### How to complete this task
Your answer should consist solely of the lines from the one holding "for every instance" through the final line of the entries, reproduced exactly and without pictures.

BEGIN Listed entries

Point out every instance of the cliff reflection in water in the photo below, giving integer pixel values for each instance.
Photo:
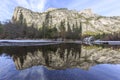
(61, 56)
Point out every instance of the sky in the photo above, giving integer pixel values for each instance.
(101, 7)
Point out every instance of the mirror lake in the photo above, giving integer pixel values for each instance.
(65, 61)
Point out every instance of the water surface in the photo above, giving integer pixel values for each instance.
(59, 62)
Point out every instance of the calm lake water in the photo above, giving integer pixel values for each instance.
(60, 62)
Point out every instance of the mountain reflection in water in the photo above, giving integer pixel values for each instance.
(62, 62)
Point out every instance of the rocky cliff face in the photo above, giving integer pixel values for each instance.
(52, 17)
(62, 56)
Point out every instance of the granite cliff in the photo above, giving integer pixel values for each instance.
(91, 22)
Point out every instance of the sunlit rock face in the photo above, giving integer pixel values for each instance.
(52, 17)
(62, 56)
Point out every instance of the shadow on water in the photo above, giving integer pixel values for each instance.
(61, 61)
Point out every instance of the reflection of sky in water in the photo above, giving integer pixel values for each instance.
(99, 72)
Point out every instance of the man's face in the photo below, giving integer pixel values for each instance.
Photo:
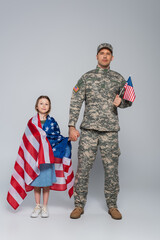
(104, 57)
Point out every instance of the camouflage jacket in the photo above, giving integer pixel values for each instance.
(98, 88)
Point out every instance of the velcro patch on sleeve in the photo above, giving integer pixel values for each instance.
(76, 88)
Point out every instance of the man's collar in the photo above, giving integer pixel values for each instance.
(102, 70)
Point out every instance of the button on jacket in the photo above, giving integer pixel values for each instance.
(98, 88)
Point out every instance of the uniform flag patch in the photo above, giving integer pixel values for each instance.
(76, 88)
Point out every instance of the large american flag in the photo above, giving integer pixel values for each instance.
(129, 93)
(34, 150)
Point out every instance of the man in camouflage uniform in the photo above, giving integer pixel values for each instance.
(100, 90)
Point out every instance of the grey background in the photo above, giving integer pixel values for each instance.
(45, 47)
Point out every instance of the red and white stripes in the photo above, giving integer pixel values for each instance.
(34, 150)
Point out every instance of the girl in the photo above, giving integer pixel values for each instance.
(43, 154)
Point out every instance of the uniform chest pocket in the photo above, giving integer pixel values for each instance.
(114, 87)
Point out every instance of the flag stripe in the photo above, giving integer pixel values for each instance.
(12, 201)
(34, 150)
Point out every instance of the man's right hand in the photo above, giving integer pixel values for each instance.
(73, 134)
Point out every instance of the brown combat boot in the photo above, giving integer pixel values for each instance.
(115, 213)
(76, 213)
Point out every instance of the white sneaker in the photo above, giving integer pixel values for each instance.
(44, 213)
(36, 211)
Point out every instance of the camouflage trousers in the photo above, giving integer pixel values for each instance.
(107, 142)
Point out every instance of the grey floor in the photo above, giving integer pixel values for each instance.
(140, 209)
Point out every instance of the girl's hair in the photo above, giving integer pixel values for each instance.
(46, 97)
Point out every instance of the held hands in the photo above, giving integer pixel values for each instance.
(73, 134)
(117, 101)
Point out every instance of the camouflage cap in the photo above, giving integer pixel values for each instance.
(105, 45)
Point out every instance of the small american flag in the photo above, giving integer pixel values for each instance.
(129, 93)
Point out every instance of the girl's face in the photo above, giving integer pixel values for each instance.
(43, 106)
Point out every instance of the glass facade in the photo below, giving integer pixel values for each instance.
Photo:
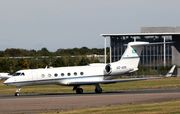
(152, 56)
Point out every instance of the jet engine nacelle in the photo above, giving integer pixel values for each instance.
(118, 68)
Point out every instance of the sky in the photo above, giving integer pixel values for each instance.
(54, 24)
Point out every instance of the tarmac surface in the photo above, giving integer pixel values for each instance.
(38, 103)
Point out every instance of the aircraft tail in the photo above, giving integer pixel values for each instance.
(169, 74)
(132, 53)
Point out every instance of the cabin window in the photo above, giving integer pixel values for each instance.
(23, 74)
(49, 75)
(75, 73)
(42, 75)
(17, 74)
(55, 74)
(81, 73)
(69, 74)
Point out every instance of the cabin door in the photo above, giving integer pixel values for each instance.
(34, 76)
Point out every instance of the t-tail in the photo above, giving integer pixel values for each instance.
(132, 54)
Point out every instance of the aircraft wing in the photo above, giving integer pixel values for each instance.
(110, 81)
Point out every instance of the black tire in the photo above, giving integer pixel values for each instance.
(79, 90)
(98, 91)
(17, 94)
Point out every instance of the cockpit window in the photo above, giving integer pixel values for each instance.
(17, 74)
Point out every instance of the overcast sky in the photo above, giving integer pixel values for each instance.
(54, 24)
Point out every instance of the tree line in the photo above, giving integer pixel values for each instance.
(13, 52)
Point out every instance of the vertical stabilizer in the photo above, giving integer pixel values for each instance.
(169, 74)
(132, 53)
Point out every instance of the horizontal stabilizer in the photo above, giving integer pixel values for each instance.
(147, 43)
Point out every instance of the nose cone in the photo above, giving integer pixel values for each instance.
(9, 81)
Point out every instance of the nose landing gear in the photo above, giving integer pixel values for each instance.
(17, 91)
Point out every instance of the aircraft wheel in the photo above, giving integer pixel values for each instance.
(98, 91)
(79, 90)
(17, 94)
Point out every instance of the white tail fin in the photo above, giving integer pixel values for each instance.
(169, 74)
(132, 53)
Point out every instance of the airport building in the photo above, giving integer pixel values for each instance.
(154, 55)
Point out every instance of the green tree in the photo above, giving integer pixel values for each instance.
(83, 61)
(60, 62)
(4, 65)
(22, 64)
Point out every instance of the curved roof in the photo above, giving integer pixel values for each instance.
(140, 34)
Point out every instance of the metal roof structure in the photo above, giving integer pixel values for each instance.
(139, 34)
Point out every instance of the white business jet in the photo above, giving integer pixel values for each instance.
(92, 74)
(4, 76)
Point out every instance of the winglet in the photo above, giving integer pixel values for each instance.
(169, 74)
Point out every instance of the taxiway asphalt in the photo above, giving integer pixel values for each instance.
(33, 103)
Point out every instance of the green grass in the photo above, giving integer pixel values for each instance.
(153, 108)
(165, 83)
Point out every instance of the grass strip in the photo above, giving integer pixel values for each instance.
(153, 108)
(165, 83)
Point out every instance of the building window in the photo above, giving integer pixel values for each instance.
(62, 74)
(42, 75)
(55, 74)
(69, 74)
(81, 73)
(49, 75)
(75, 73)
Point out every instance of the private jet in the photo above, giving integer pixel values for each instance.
(5, 76)
(92, 74)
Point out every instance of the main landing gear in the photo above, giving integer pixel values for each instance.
(98, 89)
(17, 91)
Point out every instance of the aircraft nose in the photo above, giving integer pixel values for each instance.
(9, 81)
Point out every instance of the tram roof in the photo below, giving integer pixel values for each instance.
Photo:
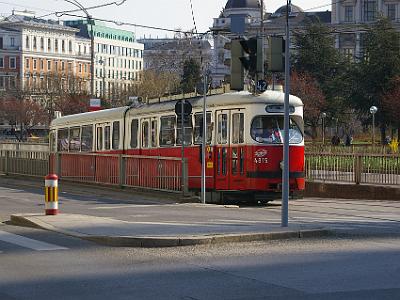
(227, 99)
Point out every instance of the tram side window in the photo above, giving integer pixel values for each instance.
(145, 134)
(167, 131)
(222, 137)
(87, 138)
(188, 131)
(237, 128)
(115, 138)
(62, 140)
(75, 139)
(99, 138)
(134, 131)
(107, 133)
(154, 133)
(198, 128)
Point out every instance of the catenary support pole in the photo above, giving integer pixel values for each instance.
(204, 143)
(285, 175)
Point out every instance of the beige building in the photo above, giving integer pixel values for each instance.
(45, 50)
(350, 18)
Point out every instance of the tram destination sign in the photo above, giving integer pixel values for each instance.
(187, 108)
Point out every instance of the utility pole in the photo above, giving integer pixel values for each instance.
(285, 175)
(262, 38)
(204, 142)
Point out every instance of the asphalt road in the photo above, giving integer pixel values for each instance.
(361, 262)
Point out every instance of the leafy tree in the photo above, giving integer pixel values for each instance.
(305, 87)
(373, 76)
(191, 75)
(317, 57)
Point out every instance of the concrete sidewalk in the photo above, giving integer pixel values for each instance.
(114, 232)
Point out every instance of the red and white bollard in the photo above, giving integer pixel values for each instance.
(51, 194)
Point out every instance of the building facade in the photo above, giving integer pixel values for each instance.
(350, 18)
(38, 53)
(118, 57)
(244, 16)
(169, 54)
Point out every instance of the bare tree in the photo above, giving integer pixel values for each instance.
(305, 87)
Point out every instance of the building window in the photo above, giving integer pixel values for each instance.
(348, 13)
(392, 11)
(348, 53)
(370, 8)
(13, 63)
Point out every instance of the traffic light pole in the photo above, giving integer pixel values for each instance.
(285, 175)
(204, 143)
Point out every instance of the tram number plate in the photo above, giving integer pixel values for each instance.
(261, 160)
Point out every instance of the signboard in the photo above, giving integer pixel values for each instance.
(187, 108)
(262, 86)
(95, 104)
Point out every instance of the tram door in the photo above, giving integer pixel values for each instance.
(230, 149)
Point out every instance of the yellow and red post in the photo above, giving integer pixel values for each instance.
(51, 194)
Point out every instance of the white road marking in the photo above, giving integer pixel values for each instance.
(27, 242)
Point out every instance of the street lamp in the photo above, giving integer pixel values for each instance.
(323, 116)
(373, 109)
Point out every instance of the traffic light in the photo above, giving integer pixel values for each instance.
(245, 54)
(237, 76)
(252, 59)
(276, 54)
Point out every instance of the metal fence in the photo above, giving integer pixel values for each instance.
(32, 163)
(353, 168)
(148, 172)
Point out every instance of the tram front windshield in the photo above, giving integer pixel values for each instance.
(269, 130)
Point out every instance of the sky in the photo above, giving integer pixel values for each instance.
(169, 14)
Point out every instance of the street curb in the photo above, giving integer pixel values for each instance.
(172, 241)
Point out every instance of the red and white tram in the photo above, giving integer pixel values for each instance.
(244, 140)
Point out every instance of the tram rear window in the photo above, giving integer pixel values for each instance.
(237, 128)
(75, 139)
(107, 132)
(198, 128)
(115, 138)
(87, 138)
(62, 140)
(134, 132)
(269, 130)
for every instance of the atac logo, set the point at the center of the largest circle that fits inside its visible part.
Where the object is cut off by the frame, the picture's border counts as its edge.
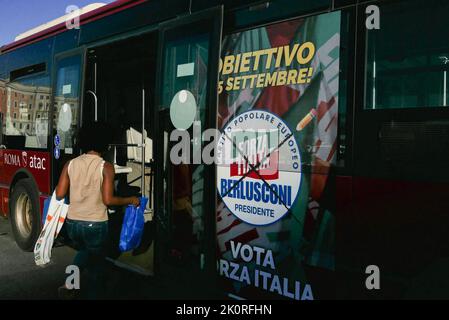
(258, 167)
(25, 158)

END Listed entries

### Response area
for every instance of the atac logo, set the point at the center of the largest circle that fits inside its visible part.
Where the object is cut off by the frame, the picture's border counts as its edge.
(258, 167)
(25, 158)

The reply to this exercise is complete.